== Provided data ==

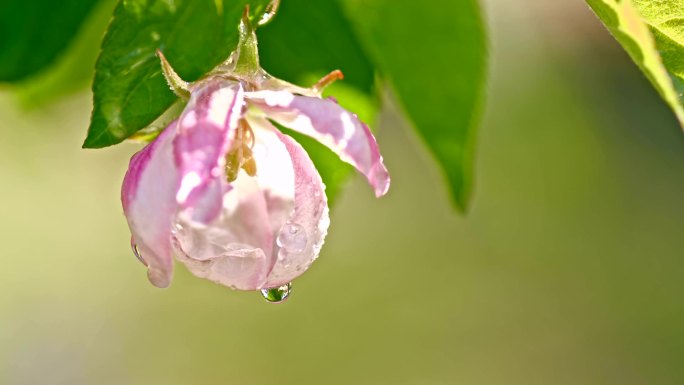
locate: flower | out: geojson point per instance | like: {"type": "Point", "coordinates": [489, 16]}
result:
{"type": "Point", "coordinates": [232, 197]}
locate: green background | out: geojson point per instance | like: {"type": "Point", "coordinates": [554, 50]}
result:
{"type": "Point", "coordinates": [568, 269]}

== Exercise task ==
Render each line of the listing above as a numbered list, omitting any blank lines. Leave the pictures out of your answer.

== Completed task ==
1. locate: flower | out: geojson point per instance | like: {"type": "Point", "coordinates": [489, 16]}
2. result:
3. {"type": "Point", "coordinates": [232, 197]}
4. locate: green background | out: geojson point per instance | like: {"type": "Point", "coordinates": [554, 50]}
5. result:
6. {"type": "Point", "coordinates": [568, 269]}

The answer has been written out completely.